Starting at the line that contains "Each instance of the black" and ending after the line that contains "284), (13, 228)]", copy out those lines, substituting "marker" for "pin" wherever it appears and leaving everything else as it is.
# # # #
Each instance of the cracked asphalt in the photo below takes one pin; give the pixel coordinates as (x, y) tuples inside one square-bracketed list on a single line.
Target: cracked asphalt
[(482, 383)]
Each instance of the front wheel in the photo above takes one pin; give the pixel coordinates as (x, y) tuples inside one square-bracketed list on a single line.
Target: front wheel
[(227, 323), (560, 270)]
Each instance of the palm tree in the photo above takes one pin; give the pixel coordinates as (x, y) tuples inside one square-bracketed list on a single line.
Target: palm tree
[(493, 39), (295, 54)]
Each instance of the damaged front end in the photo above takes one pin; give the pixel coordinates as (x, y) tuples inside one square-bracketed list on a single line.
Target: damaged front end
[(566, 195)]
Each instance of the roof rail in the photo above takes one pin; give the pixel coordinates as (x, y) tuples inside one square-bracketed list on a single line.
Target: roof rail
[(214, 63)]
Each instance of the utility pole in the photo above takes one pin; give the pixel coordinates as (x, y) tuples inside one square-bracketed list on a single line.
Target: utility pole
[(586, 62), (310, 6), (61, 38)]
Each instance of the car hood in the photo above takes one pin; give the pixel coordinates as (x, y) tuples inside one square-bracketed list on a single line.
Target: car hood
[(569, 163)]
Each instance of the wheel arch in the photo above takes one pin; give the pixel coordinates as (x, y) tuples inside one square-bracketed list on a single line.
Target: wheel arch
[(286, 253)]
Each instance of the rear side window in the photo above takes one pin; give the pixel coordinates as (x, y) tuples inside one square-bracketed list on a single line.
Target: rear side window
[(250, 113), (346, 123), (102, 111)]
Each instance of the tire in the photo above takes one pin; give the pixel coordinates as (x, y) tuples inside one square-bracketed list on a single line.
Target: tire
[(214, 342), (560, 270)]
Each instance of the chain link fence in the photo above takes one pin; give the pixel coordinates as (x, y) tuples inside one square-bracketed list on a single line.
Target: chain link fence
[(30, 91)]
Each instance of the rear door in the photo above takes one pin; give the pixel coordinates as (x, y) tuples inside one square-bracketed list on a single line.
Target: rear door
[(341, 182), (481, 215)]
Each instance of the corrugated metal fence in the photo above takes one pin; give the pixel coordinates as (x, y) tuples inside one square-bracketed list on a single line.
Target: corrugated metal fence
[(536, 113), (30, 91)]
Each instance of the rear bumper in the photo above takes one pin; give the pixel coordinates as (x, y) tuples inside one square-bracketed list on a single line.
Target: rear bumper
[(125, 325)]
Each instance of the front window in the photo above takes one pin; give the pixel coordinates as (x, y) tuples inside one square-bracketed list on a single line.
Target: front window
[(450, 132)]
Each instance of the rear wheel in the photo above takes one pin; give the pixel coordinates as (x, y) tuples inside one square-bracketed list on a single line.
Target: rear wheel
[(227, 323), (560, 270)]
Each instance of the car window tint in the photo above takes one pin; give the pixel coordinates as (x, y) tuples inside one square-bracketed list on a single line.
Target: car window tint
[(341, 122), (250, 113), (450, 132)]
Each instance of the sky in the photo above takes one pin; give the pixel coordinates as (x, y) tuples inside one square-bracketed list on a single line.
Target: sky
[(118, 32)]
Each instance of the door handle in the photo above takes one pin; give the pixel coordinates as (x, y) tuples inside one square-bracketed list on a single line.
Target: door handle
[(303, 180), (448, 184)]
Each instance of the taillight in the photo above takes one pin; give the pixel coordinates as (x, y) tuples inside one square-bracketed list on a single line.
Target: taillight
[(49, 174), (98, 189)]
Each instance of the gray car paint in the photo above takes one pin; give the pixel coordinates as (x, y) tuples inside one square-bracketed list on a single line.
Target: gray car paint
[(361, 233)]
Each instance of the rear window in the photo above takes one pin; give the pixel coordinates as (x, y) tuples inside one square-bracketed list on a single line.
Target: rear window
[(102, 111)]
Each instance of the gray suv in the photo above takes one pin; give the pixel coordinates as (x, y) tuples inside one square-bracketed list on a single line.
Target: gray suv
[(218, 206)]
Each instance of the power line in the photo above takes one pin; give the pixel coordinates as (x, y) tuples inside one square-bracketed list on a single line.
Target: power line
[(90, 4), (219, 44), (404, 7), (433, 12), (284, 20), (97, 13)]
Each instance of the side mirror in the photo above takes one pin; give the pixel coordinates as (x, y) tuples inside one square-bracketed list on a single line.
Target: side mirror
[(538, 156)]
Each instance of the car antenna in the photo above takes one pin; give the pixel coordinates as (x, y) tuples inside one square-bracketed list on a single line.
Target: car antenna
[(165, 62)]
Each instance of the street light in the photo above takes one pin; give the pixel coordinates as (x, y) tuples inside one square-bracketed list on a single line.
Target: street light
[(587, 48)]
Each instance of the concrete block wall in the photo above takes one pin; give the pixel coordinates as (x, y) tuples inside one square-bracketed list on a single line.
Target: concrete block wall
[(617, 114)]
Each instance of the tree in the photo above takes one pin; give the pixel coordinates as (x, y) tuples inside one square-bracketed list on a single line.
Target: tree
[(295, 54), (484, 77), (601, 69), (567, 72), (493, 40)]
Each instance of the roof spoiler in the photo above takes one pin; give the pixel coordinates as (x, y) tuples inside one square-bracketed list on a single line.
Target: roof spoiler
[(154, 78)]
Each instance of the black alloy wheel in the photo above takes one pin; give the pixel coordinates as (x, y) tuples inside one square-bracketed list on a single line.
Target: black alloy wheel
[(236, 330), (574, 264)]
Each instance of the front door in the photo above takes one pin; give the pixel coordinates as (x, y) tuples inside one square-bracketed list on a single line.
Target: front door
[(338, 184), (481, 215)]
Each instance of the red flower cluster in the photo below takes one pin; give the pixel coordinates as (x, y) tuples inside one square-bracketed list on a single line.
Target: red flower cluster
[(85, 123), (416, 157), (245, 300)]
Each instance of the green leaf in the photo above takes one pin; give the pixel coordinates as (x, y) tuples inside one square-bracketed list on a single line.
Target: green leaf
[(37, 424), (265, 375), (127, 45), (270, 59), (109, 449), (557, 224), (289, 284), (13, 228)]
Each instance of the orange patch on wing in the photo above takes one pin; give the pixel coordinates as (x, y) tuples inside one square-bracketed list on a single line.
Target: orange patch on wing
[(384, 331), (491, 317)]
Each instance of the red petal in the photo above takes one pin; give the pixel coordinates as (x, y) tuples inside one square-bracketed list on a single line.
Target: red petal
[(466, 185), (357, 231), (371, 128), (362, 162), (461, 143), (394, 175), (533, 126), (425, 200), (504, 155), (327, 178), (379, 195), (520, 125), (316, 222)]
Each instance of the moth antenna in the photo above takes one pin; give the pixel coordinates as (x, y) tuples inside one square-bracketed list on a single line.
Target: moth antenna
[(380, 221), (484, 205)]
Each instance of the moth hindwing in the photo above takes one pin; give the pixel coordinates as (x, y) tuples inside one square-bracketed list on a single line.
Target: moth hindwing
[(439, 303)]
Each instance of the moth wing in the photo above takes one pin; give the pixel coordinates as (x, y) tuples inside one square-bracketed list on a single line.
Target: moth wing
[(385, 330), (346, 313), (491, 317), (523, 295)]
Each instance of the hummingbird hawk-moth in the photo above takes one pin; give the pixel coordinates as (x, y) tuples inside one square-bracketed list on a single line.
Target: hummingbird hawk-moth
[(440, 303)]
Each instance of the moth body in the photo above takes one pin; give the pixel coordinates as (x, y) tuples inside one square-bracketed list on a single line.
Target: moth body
# # # #
* [Solution for this problem]
Each instance of the black alloy wheel in the photo above takes one marker; give the pixel coordinates as (x, y) tuples inside one square-bracketed list on a single line.
Target: black alloy wheel
[(236, 330), (574, 264)]
Each instance of the front door in the photo above takes one marker; give the pixel coordinates as (x, y) tuples inside one square-bracketed list on a single line.
Target: front door
[(338, 184), (481, 215)]
Each instance of the red flower cluster in the photo below takes one marker; give the pixel coordinates as (x, y) tuples inside one square-bracketed list on a single line.
Target: red flower cluster
[(85, 123), (416, 157), (245, 300)]
Each instance of the green leaf in the photo above takes one marker; give the pixel coordinates as (x, y) tuples inside one square-bracketed list on a single line.
Target: green leaf
[(37, 424), (265, 375), (127, 45), (270, 59), (109, 449), (557, 224), (289, 284), (13, 228)]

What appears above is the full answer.